> _Exercise_:
Reproduce every one of the entries below word for word, leaving out the pictures.

> _Data records_:
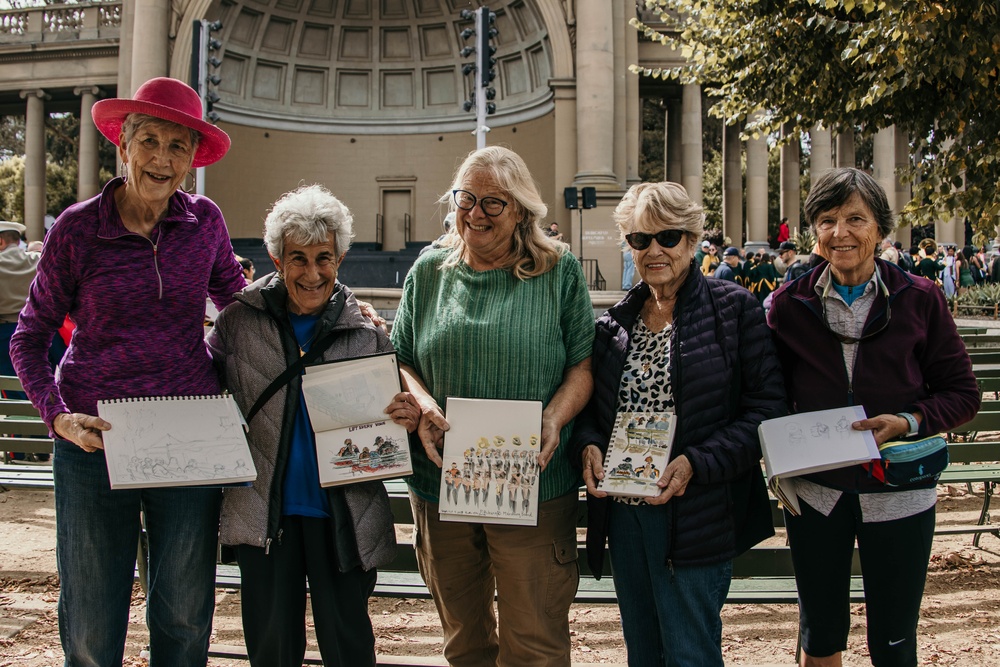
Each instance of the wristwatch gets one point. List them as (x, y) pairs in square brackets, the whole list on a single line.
[(912, 421)]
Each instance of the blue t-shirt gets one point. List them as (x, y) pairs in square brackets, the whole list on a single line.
[(302, 494)]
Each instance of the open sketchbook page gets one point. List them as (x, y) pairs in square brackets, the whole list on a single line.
[(490, 472), (814, 441), (351, 392), (355, 441), (638, 453), (175, 441)]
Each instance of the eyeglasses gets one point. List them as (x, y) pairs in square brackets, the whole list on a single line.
[(667, 238), (851, 340), (466, 201)]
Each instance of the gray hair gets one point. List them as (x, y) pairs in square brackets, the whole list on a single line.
[(308, 215), (838, 185), (664, 203), (137, 121)]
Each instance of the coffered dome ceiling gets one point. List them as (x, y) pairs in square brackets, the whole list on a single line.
[(374, 66)]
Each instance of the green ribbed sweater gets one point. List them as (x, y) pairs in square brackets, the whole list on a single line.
[(486, 334)]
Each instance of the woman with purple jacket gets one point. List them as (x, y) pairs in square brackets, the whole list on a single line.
[(132, 267)]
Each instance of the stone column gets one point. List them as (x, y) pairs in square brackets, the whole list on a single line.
[(884, 162), (791, 197), (595, 79), (34, 163), (150, 41), (88, 181), (845, 149), (757, 193), (691, 141), (820, 158), (673, 147), (633, 107), (732, 185)]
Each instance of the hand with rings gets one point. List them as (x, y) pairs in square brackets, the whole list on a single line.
[(404, 411)]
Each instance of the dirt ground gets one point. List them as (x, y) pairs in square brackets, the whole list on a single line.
[(960, 624)]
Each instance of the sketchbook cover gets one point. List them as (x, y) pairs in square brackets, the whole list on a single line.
[(355, 442), (175, 441), (815, 441), (490, 472), (638, 453)]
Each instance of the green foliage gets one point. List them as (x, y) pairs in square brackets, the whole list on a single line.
[(931, 68)]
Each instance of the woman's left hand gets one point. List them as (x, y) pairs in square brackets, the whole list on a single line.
[(884, 427), (404, 411), (674, 480), (369, 311)]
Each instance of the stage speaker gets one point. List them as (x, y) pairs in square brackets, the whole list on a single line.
[(569, 194)]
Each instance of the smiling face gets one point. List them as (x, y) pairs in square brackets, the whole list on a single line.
[(663, 269), (310, 273), (847, 236), (488, 239), (159, 156)]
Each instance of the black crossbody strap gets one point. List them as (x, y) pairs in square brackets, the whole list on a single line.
[(317, 348)]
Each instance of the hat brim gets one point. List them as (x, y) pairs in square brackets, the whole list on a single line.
[(109, 115)]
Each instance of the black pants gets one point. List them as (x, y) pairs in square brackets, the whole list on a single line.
[(894, 557), (274, 599)]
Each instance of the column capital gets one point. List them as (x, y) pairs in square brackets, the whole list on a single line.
[(35, 92), (93, 90)]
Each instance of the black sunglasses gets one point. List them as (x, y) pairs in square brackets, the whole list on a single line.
[(668, 238)]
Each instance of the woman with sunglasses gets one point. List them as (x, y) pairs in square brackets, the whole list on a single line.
[(697, 347), (840, 345), (500, 311)]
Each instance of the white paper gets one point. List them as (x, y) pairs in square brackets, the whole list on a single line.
[(490, 472), (175, 441), (355, 441)]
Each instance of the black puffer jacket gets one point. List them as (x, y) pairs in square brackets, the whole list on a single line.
[(726, 380)]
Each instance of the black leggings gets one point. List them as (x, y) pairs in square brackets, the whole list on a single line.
[(894, 557)]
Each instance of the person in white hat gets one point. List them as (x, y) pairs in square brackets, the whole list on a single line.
[(17, 269)]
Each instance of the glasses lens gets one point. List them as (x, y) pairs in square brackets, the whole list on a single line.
[(638, 240), (492, 205), (464, 200), (669, 238)]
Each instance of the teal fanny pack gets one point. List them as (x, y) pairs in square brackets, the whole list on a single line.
[(906, 462)]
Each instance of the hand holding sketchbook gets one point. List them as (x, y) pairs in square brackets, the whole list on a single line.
[(812, 442), (355, 440), (490, 472), (175, 441), (638, 453)]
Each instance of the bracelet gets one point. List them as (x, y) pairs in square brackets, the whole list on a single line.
[(912, 421)]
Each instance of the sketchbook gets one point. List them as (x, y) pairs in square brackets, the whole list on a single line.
[(355, 440), (638, 453), (812, 442), (175, 441), (490, 472)]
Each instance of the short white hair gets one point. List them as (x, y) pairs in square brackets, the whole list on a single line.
[(308, 215)]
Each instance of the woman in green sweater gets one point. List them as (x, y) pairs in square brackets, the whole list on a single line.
[(499, 312)]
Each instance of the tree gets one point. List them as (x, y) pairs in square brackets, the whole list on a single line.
[(931, 68)]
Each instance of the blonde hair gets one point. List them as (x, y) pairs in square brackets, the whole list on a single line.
[(664, 203), (532, 251)]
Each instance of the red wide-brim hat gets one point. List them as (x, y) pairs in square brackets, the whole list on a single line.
[(170, 100)]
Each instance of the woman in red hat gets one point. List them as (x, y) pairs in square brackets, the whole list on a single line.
[(132, 267)]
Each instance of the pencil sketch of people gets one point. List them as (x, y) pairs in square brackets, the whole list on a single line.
[(820, 430), (795, 434)]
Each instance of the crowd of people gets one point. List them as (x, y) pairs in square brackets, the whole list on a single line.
[(498, 308)]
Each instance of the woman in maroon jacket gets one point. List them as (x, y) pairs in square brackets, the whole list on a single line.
[(860, 331)]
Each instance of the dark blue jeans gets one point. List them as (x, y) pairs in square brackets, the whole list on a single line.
[(97, 531), (669, 617)]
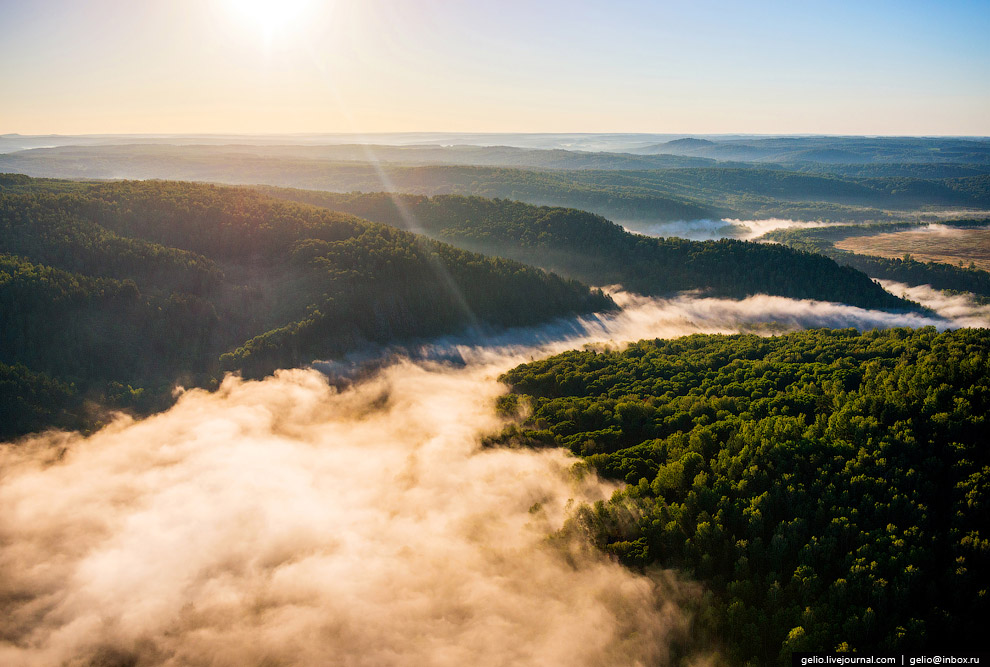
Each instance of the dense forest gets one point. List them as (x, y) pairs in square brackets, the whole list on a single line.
[(627, 186), (114, 292), (829, 487), (592, 249), (939, 275)]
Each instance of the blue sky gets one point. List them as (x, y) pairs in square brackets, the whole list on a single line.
[(446, 65)]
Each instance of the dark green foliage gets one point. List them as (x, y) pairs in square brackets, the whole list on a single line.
[(124, 289), (937, 274), (33, 401), (594, 250), (825, 484)]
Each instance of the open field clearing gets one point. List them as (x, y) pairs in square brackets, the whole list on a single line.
[(933, 244)]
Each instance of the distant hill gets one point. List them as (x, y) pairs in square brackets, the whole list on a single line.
[(623, 187), (590, 248), (117, 291), (688, 142)]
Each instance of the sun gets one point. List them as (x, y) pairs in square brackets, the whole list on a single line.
[(271, 17)]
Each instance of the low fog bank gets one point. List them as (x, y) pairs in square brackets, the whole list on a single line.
[(962, 310), (727, 228), (287, 522), (281, 522)]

> _Answer to this problem_:
Each instance of the wristwatch gets one point. List them as (x, y) pairs in square brackets, the whole list on a single line.
[(912, 421)]
Each instance of the blue t-shirt gets one point. List them as (x, y) pairs in square brackets, the whole list on a single line.
[(302, 494)]
Each instance of the open sketchbook page gets one point. List them as (x, y) pairs in square brackets, the whole list on a single line.
[(490, 472), (814, 441), (351, 392), (355, 441), (638, 453), (175, 441)]
Each instance of the eyeglasses gets one point. List them as (x, y) pairs in square brackets, the whole list on a single line.
[(667, 238), (851, 340), (466, 201)]
Each instance of the gray hair gets one point. List them as (x, y) pairs in square brackets, the whole list on a single line.
[(308, 215), (838, 185), (664, 203), (137, 121)]
Each instance of the coffered dome ceiling gets one point. List them as (x, y) pairs in square brackets, the whole list on a single line.
[(374, 66)]
Each instance of the green ribbed sweater gets one point. List them as (x, y) pairs in square brackets, the whole list on a single line.
[(486, 334)]
Each instance of the woman with purple jacket gets one point. List them as (x, y) pairs in square brackets, the whole list on a single line.
[(132, 267)]
Each instance of the stone column gets one point. List them as (x, y) pairs in square brackets, the whole list on a single line.
[(884, 162), (791, 197), (595, 79), (34, 163), (150, 41), (88, 181), (845, 149), (757, 193), (691, 141), (820, 158), (673, 147), (633, 107), (732, 185)]
Each instance of the hand with rings gets one point. List them as (x, y) pairs in square brackets, the whole list on a single line.
[(404, 411)]
Each instance of the dirt ground gets one point. List them as (x, y) pairs in square brackets, the whole list on a single line.
[(960, 624)]
Each instance of the sketchbook cover gets one point. List them as (x, y) pairs in square brackets, the whole list on a single line.
[(355, 442), (175, 441), (815, 441), (490, 472), (638, 453)]
Each instance of the green foliage gets one point. List them as (x, y) pairs in square brackets, the whole list on a single line.
[(931, 68)]
Each instance of the woman's left hand gets one point. List them as (x, y) pairs in square brackets, the whole list on a single line.
[(884, 427), (404, 411), (674, 480), (369, 311)]
Each instance of the stage speaker gets one point. List them as (x, y) pairs in square brackets, the whole list on a single line.
[(569, 194)]
Each instance of the smiling face gets one point. List them as (x, y) pairs in square brackets, the whole list on a single line.
[(663, 269), (310, 273), (847, 236), (488, 239), (159, 156)]
Each instance of the black crossbody strap gets one point. List them as (x, y) pairs in square brackets, the whole list on a single line.
[(317, 348)]
Each instance of the hat brim gets one point. List them as (x, y) pairs in square brackets, the whole list on a single line.
[(109, 115)]
Each instance of the black pants gets one point. List them as (x, y) pairs in square brackets, the whole list on a single line.
[(894, 557), (274, 599)]
Each instance of the column capital gets one point. List them as (x, y) pairs in square brackets, the whole list on a single line.
[(35, 92), (93, 90)]
Each instance of the black sunglasses gets one point. List them as (x, y) pairs in square brackets, the whole list on a single line.
[(668, 238)]
Each instance of the woman with sunglasses gets one point. List them as (x, y) pairs in square brackets, the whole list on a single line.
[(697, 347), (840, 345), (500, 311)]
Each instance of the white paper gets one point. List them as (x, y) pairs in square brackets, the whole list on a single line.
[(490, 472), (175, 441), (355, 441)]
Each instance of the black puffer jacket gets one point. List them as (x, y) pairs in square brackets, the whole list on a single line.
[(726, 380)]
Each instance of the black leggings gets one point. List them as (x, y) pairs in square brackets, the whole list on a single line.
[(894, 557)]
Each instance of the person in white hat gets one point. List them as (x, y) pairs in square brackets, the whole list on a single line.
[(17, 269)]
Each instance of the glasses lens gets one point. List them as (x, y) pairs in square brackets, the whole list on a single line.
[(638, 240), (492, 205), (464, 200), (669, 238)]
Each instance of the teal fanny pack gets one point. List them as (x, y) pairs in square brackets, the whole list on a single line.
[(906, 462)]
Each instance of the hand holding sketchbook gets one point. List them as (x, y) pairs in square brackets, the whole list on a single line.
[(812, 442), (355, 440), (490, 472), (175, 441), (638, 453)]
Each instance of the bracelet gets one point. List them as (x, y) pairs in square brackets, the whole list on a single line.
[(912, 421)]
Each instance of the sketchbook gets one point. List them as (x, y) pairs in square brackets, the whole list on a single line.
[(355, 440), (638, 453), (812, 442), (175, 441), (490, 472)]
Each instance of the short white hair gets one point. List them as (x, y) pairs in square brackets, the whole list on a single line.
[(308, 215)]
Each instance of the woman in green sweater gets one point. List them as (x, y) pairs in square brackets, the whole list on a single line.
[(499, 312)]
Each instance of the tree gets one point. List them as (x, y) pairs in square brackets, the whole list on a single line.
[(931, 68)]
Each instance of the blonde hair gets one point. List them as (x, y) pairs in square brackets, the whole list on a single line.
[(664, 203), (532, 251)]
Each instance of the red wide-brim hat gets one point. List them as (x, y) pairs in square brackets, the whole list on a single line.
[(170, 100)]
Each instance of the woman in red hat gets one point. List them as (x, y) pairs in square brackets, the whole list on a single line.
[(132, 267)]
Each instance of the pencil sketch of people gets one point. List them as (x, y) pairs in square brackets, the whole list on a single line.
[(820, 430), (795, 434)]
Each instance of the crowd of people gets one point. List them as (x, y) pairs in square brackets, the whole list on a single line.
[(498, 308)]
Each instance of the woman in maroon jacket gets one point. List them as (x, y) pairs in square brackets, the whole list on a single line.
[(860, 331)]
Each instance of the dark blue jeans gets one point. List them as (x, y) pairs in square brackets, the whole list on a single line.
[(97, 531), (669, 617)]
Each instance of the dense forest gets one point. List them as (x, y) pairs in square brackets, the whole list on a single line.
[(627, 186), (114, 292), (829, 487), (592, 249), (939, 275)]
Each instance of the blue sky gets one point. List them as (x, y) pairs in square brackets, the whole list on a single line.
[(446, 65)]
Each instance of the dark green foliage gets one point. List them as (x, y) pairs in square brackets, the whole list on a single line.
[(124, 289), (937, 274), (33, 401), (594, 250), (825, 484)]
Each instance of the open field clearing gets one point. List them as (x, y) pairs in square brackets, the whole list on a single line.
[(933, 244)]
Each instance of the distant hill gets one point. List them as (x, y) pairs in square brackets, the whole list on a single line.
[(623, 187), (590, 248), (117, 291), (688, 142)]
Each instance of the sun gets one point. List them as (x, y) pairs in square brackets, the whole list on a single line.
[(271, 17)]
Each instance of the low fog bank gets one point. List them as (x, y) pairs in square brackets, the whole list on a single line.
[(962, 310), (727, 228), (287, 522), (281, 522)]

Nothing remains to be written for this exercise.